(Extracted records)
____________

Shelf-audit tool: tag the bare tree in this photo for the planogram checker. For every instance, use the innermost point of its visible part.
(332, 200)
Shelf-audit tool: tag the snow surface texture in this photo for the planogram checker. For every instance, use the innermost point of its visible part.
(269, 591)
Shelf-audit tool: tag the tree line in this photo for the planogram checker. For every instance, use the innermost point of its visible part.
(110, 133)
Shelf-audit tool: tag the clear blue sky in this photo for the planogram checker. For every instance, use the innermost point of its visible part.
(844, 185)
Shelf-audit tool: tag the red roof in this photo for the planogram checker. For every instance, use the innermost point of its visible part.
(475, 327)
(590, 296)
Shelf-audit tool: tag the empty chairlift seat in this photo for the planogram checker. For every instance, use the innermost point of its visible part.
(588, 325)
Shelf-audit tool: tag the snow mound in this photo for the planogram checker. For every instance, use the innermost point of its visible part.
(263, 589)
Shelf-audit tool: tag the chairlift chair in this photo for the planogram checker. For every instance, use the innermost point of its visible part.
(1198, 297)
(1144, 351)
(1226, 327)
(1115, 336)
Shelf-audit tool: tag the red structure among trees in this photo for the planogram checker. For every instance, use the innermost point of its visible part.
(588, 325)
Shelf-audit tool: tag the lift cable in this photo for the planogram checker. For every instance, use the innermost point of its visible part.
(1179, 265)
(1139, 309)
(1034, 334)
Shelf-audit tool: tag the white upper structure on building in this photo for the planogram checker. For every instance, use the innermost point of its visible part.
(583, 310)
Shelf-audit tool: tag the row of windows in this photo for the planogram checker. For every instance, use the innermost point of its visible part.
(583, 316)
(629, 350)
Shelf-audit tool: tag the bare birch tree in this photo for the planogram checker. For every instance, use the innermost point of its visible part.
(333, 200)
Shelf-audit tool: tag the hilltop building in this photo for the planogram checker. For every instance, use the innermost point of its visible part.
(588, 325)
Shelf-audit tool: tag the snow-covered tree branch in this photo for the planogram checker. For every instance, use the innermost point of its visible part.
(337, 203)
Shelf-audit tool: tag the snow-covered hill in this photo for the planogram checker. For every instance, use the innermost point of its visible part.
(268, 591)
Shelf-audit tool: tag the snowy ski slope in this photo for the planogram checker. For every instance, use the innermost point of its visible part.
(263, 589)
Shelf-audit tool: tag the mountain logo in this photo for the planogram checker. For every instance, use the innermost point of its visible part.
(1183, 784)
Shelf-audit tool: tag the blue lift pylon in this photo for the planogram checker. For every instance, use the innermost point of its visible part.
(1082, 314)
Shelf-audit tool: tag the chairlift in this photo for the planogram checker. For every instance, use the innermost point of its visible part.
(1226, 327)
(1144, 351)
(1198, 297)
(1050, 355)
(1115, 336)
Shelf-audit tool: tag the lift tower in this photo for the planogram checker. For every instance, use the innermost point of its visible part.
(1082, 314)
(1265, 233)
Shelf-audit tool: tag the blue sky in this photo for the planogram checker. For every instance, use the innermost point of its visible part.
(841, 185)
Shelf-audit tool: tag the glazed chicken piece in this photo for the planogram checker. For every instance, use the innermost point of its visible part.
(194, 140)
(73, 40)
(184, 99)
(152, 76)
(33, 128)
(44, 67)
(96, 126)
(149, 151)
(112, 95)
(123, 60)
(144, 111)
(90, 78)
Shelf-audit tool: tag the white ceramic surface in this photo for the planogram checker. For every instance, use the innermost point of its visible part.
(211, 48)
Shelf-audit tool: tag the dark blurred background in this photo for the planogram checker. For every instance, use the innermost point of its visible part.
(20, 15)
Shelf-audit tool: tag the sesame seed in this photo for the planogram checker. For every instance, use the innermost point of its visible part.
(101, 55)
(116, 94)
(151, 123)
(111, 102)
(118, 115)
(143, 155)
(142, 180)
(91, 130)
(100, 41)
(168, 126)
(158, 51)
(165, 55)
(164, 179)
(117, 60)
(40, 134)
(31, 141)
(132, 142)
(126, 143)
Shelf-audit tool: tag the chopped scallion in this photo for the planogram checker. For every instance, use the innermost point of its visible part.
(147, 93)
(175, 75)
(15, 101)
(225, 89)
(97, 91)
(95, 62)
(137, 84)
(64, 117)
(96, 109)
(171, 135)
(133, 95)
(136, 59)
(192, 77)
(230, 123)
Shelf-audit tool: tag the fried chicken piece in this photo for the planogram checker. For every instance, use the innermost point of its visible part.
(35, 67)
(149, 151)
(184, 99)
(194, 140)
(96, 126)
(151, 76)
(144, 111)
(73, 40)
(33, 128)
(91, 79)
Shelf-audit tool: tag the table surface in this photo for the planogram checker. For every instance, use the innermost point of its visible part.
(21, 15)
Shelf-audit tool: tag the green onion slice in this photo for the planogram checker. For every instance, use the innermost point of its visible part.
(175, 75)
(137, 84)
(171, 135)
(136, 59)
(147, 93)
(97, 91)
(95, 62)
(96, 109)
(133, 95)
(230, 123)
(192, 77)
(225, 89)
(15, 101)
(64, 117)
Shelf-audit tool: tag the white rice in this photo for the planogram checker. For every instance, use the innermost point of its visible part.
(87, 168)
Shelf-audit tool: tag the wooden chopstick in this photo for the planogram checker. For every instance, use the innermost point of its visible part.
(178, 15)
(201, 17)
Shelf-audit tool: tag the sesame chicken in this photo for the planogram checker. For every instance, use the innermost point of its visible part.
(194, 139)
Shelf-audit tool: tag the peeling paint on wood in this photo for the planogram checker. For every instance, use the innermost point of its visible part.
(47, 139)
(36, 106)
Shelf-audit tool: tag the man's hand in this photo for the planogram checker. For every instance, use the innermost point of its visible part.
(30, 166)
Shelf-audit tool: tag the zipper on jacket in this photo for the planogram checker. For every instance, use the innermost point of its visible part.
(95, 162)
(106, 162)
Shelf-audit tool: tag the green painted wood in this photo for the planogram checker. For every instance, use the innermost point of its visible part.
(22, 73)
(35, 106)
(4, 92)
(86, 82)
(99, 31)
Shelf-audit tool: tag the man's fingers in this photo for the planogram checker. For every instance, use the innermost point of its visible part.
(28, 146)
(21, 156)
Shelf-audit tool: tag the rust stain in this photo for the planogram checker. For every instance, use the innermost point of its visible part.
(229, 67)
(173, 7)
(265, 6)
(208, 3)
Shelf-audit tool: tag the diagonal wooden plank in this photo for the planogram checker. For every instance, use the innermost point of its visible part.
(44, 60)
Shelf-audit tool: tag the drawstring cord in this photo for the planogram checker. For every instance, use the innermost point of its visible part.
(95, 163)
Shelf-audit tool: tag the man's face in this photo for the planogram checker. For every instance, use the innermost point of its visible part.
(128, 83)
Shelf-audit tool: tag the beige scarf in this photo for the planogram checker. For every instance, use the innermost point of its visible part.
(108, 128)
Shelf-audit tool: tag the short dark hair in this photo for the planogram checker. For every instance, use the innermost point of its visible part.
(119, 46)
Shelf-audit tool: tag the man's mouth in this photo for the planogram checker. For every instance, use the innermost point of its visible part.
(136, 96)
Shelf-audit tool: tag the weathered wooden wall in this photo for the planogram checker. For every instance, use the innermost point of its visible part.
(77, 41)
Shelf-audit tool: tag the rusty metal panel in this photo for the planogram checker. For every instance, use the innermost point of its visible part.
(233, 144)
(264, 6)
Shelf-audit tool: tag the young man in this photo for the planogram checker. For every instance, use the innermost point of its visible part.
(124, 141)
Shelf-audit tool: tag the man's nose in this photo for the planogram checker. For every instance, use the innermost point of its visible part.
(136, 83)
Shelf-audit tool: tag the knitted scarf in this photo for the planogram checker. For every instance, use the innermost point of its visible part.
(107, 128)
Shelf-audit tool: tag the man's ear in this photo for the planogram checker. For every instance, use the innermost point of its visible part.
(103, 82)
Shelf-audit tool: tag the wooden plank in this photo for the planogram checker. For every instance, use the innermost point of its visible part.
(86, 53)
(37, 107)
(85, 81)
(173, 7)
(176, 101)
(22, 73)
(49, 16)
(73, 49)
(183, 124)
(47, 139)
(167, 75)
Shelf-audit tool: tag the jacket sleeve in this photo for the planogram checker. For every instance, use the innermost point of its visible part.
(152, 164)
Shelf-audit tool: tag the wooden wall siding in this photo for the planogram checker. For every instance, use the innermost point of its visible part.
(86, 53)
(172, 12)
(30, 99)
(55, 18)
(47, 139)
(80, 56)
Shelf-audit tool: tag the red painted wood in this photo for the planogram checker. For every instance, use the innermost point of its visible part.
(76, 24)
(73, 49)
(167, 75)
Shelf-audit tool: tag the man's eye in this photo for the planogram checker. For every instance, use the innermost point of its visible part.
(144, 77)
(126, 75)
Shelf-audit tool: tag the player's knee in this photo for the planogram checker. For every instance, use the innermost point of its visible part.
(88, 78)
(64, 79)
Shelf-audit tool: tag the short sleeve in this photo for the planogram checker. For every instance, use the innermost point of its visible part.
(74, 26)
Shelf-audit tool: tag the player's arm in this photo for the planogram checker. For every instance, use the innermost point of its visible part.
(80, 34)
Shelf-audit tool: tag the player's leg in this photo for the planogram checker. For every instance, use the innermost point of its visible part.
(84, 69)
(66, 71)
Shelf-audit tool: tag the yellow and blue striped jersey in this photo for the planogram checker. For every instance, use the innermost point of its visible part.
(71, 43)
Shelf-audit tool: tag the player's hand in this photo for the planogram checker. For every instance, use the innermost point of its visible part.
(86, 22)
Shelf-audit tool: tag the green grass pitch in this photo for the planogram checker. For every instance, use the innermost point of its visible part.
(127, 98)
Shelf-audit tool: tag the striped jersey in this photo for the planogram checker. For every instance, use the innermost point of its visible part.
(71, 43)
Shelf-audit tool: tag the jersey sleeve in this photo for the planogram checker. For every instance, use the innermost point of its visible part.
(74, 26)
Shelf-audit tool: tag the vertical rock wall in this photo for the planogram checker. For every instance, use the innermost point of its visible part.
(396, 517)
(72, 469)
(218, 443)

____________

**YOUR OBJECTIVE**
Starting at the line containing "Shelf-audit tool: tag the striped" and ending with the last line of the listing, rewrite those lines with "planogram checker" changed to "layout checker" and everything else left the same.

**EXERCISE ANSWER**
Shelf-audit tool: tag the striped jersey in this photo for the layout checker. For every instance, use the innermost point of its visible part.
(71, 43)
Shelf-audit tool: tag the jersey sleeve in this photo for the layout checker. For every instance, use the innermost point of its visible part.
(74, 26)
Shelf-audit tool: tag the vertical rock wall in this photo for the layout checker. For every instance, use the innermost point of its visible part.
(396, 517)
(72, 469)
(218, 443)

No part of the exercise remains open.